* Passage provided
— BEGIN —

# SEN122A Statistical Analysis of Choice Behaviour 

## `Lab session 03B:`
## `Combining machine learning and discrete choice models`

**Delft University of Technology**<br>
**Q2 2025**<br>
**Instructor:** Sander van Cranenburgh<br>
**TA:**  Gabriel Nova <br>

### `Instructions`

**Lab sessions aim to:**<br>
* Show and reinforce how models and ideas presented in class are put to practice.<br>
* Help you gather hands-on machine learning skills.<br>

**Lab sessions are:**<br>
* Learning environments where you work with Jupyter notebooks and where you can get support from TAs and fellow students.<br> 
* Not graded and do not have to be submitted. 

### `Application: Modelling neighbourhood choices`

In this lab session, we will use neighbourhood location choice data of lab session 1: Stated Choice (SC) data, which was collected between 2017 and 2018 in four European cities: Hanover, Mainz, Bern, and Zurich. During this lab session, you will train a neural network and a hybrid choices model to uncover people's preferences over residential location choice attributes, such as the distance to the city centre and the share of foreigners in their neighbourhood. 

![sc](assets/sc_experiment.png)


This time the emphesize is on the balance that the researcher must strike between behavioural rigour and model fit.
To do so, in this lab session you will (1) develop a multilayer perceptron model and (2) build a hybrid choice models.

**`Learning objectives lab session 03`**

After completing the following lab session you will be able to:
* Train a hybrid choice model, using PyTorch
* Strike a balance between behavioural rigour and model fit
* Reflect on the strength and weaknesses of both data and theory-driven modelling approaches


**`This lab consists of 1 part and has 2 exercises`**

**Part 1**: The L-MNL model
- Excerise 1: "Features in MLP of L-MNL model"

— END —

* Data supplied
— BEGIN —

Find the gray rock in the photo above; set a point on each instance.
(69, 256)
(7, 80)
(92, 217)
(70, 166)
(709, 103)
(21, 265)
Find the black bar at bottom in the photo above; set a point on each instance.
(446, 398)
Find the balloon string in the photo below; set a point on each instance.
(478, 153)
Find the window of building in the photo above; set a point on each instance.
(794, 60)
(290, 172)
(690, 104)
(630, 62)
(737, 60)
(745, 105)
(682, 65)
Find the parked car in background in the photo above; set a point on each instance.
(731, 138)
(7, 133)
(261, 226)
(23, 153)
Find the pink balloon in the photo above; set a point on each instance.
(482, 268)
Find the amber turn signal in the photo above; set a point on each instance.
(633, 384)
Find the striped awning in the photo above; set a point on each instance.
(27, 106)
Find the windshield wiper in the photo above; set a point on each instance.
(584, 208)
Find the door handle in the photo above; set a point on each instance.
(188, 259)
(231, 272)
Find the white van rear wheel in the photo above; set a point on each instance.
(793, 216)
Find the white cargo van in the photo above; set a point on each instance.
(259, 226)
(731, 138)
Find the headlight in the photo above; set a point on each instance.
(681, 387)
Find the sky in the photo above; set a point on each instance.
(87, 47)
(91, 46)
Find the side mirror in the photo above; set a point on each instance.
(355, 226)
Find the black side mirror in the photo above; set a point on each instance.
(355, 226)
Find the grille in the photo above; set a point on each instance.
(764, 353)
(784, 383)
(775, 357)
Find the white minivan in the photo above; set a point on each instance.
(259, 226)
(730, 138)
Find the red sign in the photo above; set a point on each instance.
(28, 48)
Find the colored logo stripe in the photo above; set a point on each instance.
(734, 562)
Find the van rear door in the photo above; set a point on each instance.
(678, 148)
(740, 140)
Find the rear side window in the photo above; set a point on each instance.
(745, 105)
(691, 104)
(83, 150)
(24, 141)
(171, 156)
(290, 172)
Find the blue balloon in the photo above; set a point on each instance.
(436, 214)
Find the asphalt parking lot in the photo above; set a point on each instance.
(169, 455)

— END —

* Actions to take
1: Retype the choice-modelling lab session text verbatim, covering everything from "In this lab session, we" down to "hybrid choice models.".
2: Extend the choice-modelling lab session text, picking up right after its final line.

* Responses for each task
1:
In this lab session, we will use neighbourhood location choice data of lab session 1: Stated Choice (SC) data, which was collected between 2017 and 2018 in four European cities: Hanover, Mainz, Bern, and Zurich. During this lab session, you will train a neural network and a hybrid choices model to uncover people's preferences over residential location choice attributes, such as the distance to the city centre and the share of foreigners in their neighbourhood. 

![sc](assets/sc_experiment.png)


This time the emphesize is on the balance that the researcher must strike between behavioural rigour and model fit.
To do so, in this lab session you will (1) develop a multilayer perceptron model and (2) build a hybrid choice models.

2:
- Excerise 2: "Forecasting using L-MNL model"

#### `Import packages`

In [None]:
# Biogeme
import biogeme.database as db
import biogeme.biogeme as bio
from biogeme import models
from biogeme.expressions import Beta, Variable, log

# Import required Python packages and modules
import os
import sys
import pandas as pd
import matplotlib.pyplot as plt
import numpy as np
from pathlib import Path

# Scikit-learn
from sklearn.preprocessing import StandardScaler

#Pytorch
import torch
import torch.nn as nn
import torch.optim as optim
from torch.utils.data import DataLoader, TensorDataset

# Pandas setting to show all columns when displaying a pandas dataframe
pd.set_option('display.max_columns', None)

In [None]:
# Fix the seed numbers for reproducibility
np.random.seed(123)
torch.manual_seed(123)

In [None]:
# Add the utils folder to the Python path
sys.path.append(os.path.abspath(os.path.join(os.getcwd(), '..', '..')))

# Import custom functions
from utils.train_functions import show_loss_plot, print_model_summary, evaluate_lmnl

## Part 1: The L-MNL model

### `1. Load the data set prepared in Lab 03` <br>

In [None]:
# Create that path to the data file
data_path = Path(f'data/choice_data_cleaned_lab3B.dat')

# Load mode choice data into a pandas DataFrame
df = pd.read_csv(data_path, sep='\t')

# Define the relevant features of the alternatives
features_alt =   ['STORES1', 'TRANSPORT1', 'CITY1', 'NOISE1', 'GREEN1', 'FOREIGN1', 
                  'STORES2', 'TRANSPORT2', 'CITY2', 'NOISE2', 'GREEN2', 'FOREIGN2',
                  'STORES3', 'TRANSPORT3', 'CITY3', 'NOISE3', 'GREEN3', 'FOREIGN3']

# Define the relevant socio-economic variables
features_socio = ['AGE_2','AGE_3','WOMAN_1','HOMEOWNER_1','CAROWNER_1','RESPCITY_2','RESPCITY_3','RESPCITY_4','JOB_1','NONWESTERN_1','WESTERN_1']

# Show the first few rows of the dataframe
df.head()

In [None]:
# Reconstruct the test and training sets
df_train = df.loc[df['train_set'] == True,:].copy()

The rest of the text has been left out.